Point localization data
┌──

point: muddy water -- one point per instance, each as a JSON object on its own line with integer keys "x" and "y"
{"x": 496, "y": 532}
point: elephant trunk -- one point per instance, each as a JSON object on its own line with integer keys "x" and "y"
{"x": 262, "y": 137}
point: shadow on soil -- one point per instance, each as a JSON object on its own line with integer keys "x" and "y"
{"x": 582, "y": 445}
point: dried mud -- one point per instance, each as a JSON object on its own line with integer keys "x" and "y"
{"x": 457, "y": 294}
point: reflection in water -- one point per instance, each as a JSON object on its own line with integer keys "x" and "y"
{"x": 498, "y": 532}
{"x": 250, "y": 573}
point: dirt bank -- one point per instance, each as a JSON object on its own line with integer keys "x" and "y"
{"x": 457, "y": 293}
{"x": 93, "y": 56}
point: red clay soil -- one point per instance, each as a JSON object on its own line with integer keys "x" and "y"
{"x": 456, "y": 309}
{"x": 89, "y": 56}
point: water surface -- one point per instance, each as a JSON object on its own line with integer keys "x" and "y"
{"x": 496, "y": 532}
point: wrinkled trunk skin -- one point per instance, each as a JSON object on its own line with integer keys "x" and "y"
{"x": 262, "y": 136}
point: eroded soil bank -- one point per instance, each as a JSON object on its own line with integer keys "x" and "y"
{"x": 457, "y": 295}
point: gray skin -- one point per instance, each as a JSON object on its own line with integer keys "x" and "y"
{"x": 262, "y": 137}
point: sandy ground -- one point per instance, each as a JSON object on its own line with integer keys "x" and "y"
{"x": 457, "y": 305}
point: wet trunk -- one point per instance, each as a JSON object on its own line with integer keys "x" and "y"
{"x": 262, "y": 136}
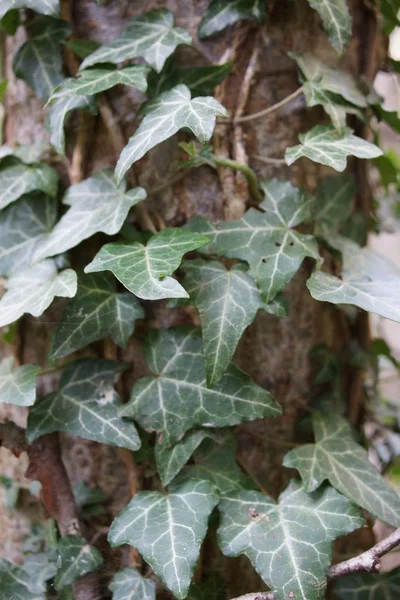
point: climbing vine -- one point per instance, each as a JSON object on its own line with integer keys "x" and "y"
{"x": 182, "y": 415}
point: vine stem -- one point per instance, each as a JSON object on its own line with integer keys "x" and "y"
{"x": 269, "y": 109}
{"x": 249, "y": 173}
{"x": 368, "y": 561}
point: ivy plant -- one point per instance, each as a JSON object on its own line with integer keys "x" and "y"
{"x": 150, "y": 313}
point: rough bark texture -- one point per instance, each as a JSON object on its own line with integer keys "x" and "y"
{"x": 275, "y": 352}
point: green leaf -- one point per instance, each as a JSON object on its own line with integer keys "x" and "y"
{"x": 369, "y": 586}
{"x": 289, "y": 543}
{"x": 222, "y": 13}
{"x": 32, "y": 290}
{"x": 333, "y": 201}
{"x": 336, "y": 19}
{"x": 171, "y": 459}
{"x": 23, "y": 226}
{"x": 129, "y": 584}
{"x": 325, "y": 145}
{"x": 15, "y": 583}
{"x": 96, "y": 312}
{"x": 38, "y": 61}
{"x": 266, "y": 240}
{"x": 17, "y": 386}
{"x": 228, "y": 301}
{"x": 58, "y": 113}
{"x": 20, "y": 179}
{"x": 77, "y": 558}
{"x": 172, "y": 111}
{"x": 96, "y": 205}
{"x": 368, "y": 280}
{"x": 336, "y": 456}
{"x": 168, "y": 530}
{"x": 45, "y": 7}
{"x": 151, "y": 36}
{"x": 215, "y": 462}
{"x": 176, "y": 398}
{"x": 145, "y": 270}
{"x": 86, "y": 405}
{"x": 94, "y": 81}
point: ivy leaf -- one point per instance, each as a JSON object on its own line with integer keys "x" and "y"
{"x": 15, "y": 583}
{"x": 129, "y": 584}
{"x": 289, "y": 543}
{"x": 266, "y": 240}
{"x": 325, "y": 145}
{"x": 23, "y": 226}
{"x": 45, "y": 7}
{"x": 58, "y": 113}
{"x": 17, "y": 386}
{"x": 151, "y": 36}
{"x": 369, "y": 586}
{"x": 38, "y": 61}
{"x": 332, "y": 203}
{"x": 96, "y": 205}
{"x": 222, "y": 13}
{"x": 215, "y": 462}
{"x": 368, "y": 280}
{"x": 172, "y": 111}
{"x": 19, "y": 179}
{"x": 32, "y": 290}
{"x": 168, "y": 530}
{"x": 336, "y": 456}
{"x": 336, "y": 20}
{"x": 77, "y": 558}
{"x": 145, "y": 270}
{"x": 94, "y": 81}
{"x": 228, "y": 301}
{"x": 86, "y": 406}
{"x": 177, "y": 399}
{"x": 171, "y": 459}
{"x": 96, "y": 312}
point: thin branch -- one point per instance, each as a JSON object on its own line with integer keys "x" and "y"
{"x": 270, "y": 109}
{"x": 368, "y": 562}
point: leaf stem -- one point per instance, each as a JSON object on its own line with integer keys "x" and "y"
{"x": 249, "y": 173}
{"x": 269, "y": 109}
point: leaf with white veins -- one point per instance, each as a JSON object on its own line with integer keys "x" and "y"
{"x": 19, "y": 179}
{"x": 325, "y": 145}
{"x": 94, "y": 81}
{"x": 145, "y": 270}
{"x": 17, "y": 386}
{"x": 368, "y": 280}
{"x": 289, "y": 543}
{"x": 23, "y": 226}
{"x": 168, "y": 530}
{"x": 172, "y": 111}
{"x": 222, "y": 13}
{"x": 129, "y": 584}
{"x": 336, "y": 19}
{"x": 32, "y": 290}
{"x": 45, "y": 7}
{"x": 96, "y": 312}
{"x": 59, "y": 111}
{"x": 38, "y": 61}
{"x": 77, "y": 558}
{"x": 86, "y": 405}
{"x": 177, "y": 399}
{"x": 266, "y": 240}
{"x": 151, "y": 36}
{"x": 228, "y": 301}
{"x": 96, "y": 205}
{"x": 337, "y": 457}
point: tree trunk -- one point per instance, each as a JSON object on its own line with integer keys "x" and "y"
{"x": 273, "y": 351}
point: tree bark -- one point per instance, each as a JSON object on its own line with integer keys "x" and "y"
{"x": 275, "y": 352}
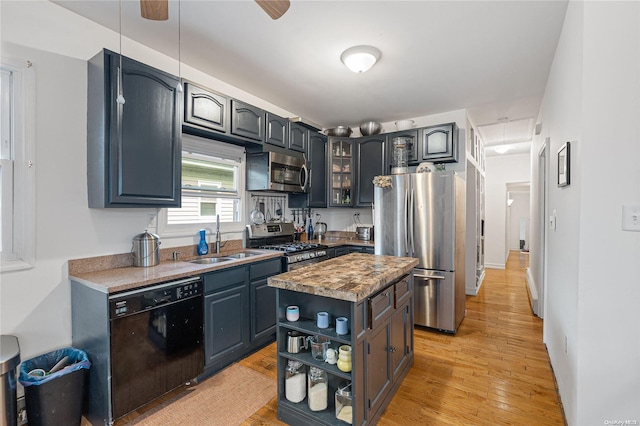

└──

# WHAT YOU NEED TO DO:
Print all entries exactly. The images do not belong in the copy.

# ANSWER BELOW:
point: muddy water -- one point per instance, each as a JSON object on its own line with integer keys "x" and "y"
{"x": 496, "y": 532}
point: elephant trunk -- one point per instance, each as a JSON object on its own line with integer keys "x" and "y"
{"x": 262, "y": 137}
point: shadow on soil -- one point per instance, each as a JSON object on its own line with integer keys "x" and "y"
{"x": 582, "y": 445}
point: dried mud -- one point per instance, each as a JSON object on its own line with integer keys "x" and "y"
{"x": 457, "y": 294}
point: reflection in water -- one point per instance, each as a JSON object on its own line with integer keys "x" and "y"
{"x": 498, "y": 532}
{"x": 250, "y": 573}
point: dirt bank -- one point per instance, each as a JSON object on its own line with integer keys "x" and "y"
{"x": 457, "y": 293}
{"x": 93, "y": 56}
point: red clay soil -- one point per instance, each as a JSON object on its own line with integer keys "x" and "y"
{"x": 456, "y": 309}
{"x": 89, "y": 56}
point: water surface -- one point per instance, each as a JSON object on its own line with integer keys "x" and "y"
{"x": 496, "y": 532}
point: wrinkled trunk skin -- one point per instance, each as a JSON object on its own line with integer keys "x" and "y"
{"x": 262, "y": 136}
point: eroded soil bank -- one point per instance, each as a JSON object on its own line with integer keys "x" and "y"
{"x": 457, "y": 295}
point: gray skin -- one point per instance, each as a JSON object on its own line with integer keys "x" and "y"
{"x": 262, "y": 137}
point: sandy ground -- one point per instance, each as a JSON object on its own line with integer keys "x" and "y"
{"x": 457, "y": 305}
point: wet trunk -- one point per instance, each as a JSON object on its own line with integer keys "x" and "y"
{"x": 262, "y": 136}
point: climbing vine -- one point per instance, each as a JSON object on its own line with integer keys "x" and "y"
{"x": 182, "y": 415}
point: vine stem -- one point per instance, each as a JSON object on its own line with integer keys "x" and "y"
{"x": 269, "y": 109}
{"x": 249, "y": 173}
{"x": 368, "y": 561}
point: ivy plant -- one point per instance, each as a JSON object on its own line with integer keys "x" and "y"
{"x": 150, "y": 313}
point: rough bark texture -- one point per instance, each as a JSON object on its own line with integer keys "x" and "y"
{"x": 275, "y": 352}
point: green leaf -- one point per instance, each as a JSON object on its own line with integer keys "x" and "y"
{"x": 369, "y": 586}
{"x": 289, "y": 543}
{"x": 222, "y": 13}
{"x": 32, "y": 290}
{"x": 333, "y": 201}
{"x": 336, "y": 19}
{"x": 171, "y": 459}
{"x": 23, "y": 226}
{"x": 129, "y": 584}
{"x": 325, "y": 145}
{"x": 15, "y": 583}
{"x": 96, "y": 312}
{"x": 38, "y": 61}
{"x": 266, "y": 240}
{"x": 17, "y": 386}
{"x": 228, "y": 301}
{"x": 58, "y": 113}
{"x": 20, "y": 179}
{"x": 77, "y": 558}
{"x": 172, "y": 111}
{"x": 96, "y": 205}
{"x": 368, "y": 280}
{"x": 336, "y": 456}
{"x": 168, "y": 530}
{"x": 45, "y": 7}
{"x": 151, "y": 36}
{"x": 215, "y": 462}
{"x": 176, "y": 398}
{"x": 145, "y": 270}
{"x": 86, "y": 405}
{"x": 94, "y": 81}
point: ivy leaf -- one point per instance, each as a JSON object on its own line with integer keys "x" and "y"
{"x": 15, "y": 583}
{"x": 129, "y": 584}
{"x": 289, "y": 543}
{"x": 266, "y": 240}
{"x": 325, "y": 145}
{"x": 23, "y": 226}
{"x": 45, "y": 7}
{"x": 58, "y": 113}
{"x": 17, "y": 386}
{"x": 151, "y": 36}
{"x": 369, "y": 586}
{"x": 38, "y": 61}
{"x": 332, "y": 203}
{"x": 96, "y": 205}
{"x": 222, "y": 13}
{"x": 215, "y": 462}
{"x": 368, "y": 280}
{"x": 172, "y": 111}
{"x": 19, "y": 179}
{"x": 32, "y": 290}
{"x": 168, "y": 530}
{"x": 336, "y": 456}
{"x": 336, "y": 20}
{"x": 77, "y": 558}
{"x": 145, "y": 270}
{"x": 94, "y": 81}
{"x": 228, "y": 301}
{"x": 86, "y": 406}
{"x": 177, "y": 399}
{"x": 171, "y": 459}
{"x": 96, "y": 312}
point: thin branch -- one point per instance, each as a JSON object on its own line with integer keys "x" and "y"
{"x": 270, "y": 109}
{"x": 368, "y": 562}
point: leaf stem -- one point per instance, each as a JSON object on its own line with integer keys "x" and "y"
{"x": 249, "y": 173}
{"x": 269, "y": 109}
point: leaf with white veins -- one point per instance, each as a JSON object on its own line with integer keys "x" and "y"
{"x": 19, "y": 179}
{"x": 325, "y": 145}
{"x": 94, "y": 81}
{"x": 145, "y": 270}
{"x": 17, "y": 386}
{"x": 368, "y": 280}
{"x": 289, "y": 543}
{"x": 23, "y": 226}
{"x": 168, "y": 530}
{"x": 172, "y": 111}
{"x": 222, "y": 13}
{"x": 129, "y": 584}
{"x": 336, "y": 19}
{"x": 32, "y": 290}
{"x": 45, "y": 7}
{"x": 96, "y": 312}
{"x": 59, "y": 111}
{"x": 38, "y": 61}
{"x": 77, "y": 558}
{"x": 86, "y": 405}
{"x": 177, "y": 399}
{"x": 266, "y": 240}
{"x": 151, "y": 36}
{"x": 228, "y": 301}
{"x": 96, "y": 205}
{"x": 337, "y": 457}
point: tree trunk -- one point per instance, each as a JSON object on its own line with integer keys "x" and "y"
{"x": 273, "y": 351}
point: tree bark -- one point per instance, each as a JSON object on its own line with integer keys "x" and "y"
{"x": 275, "y": 352}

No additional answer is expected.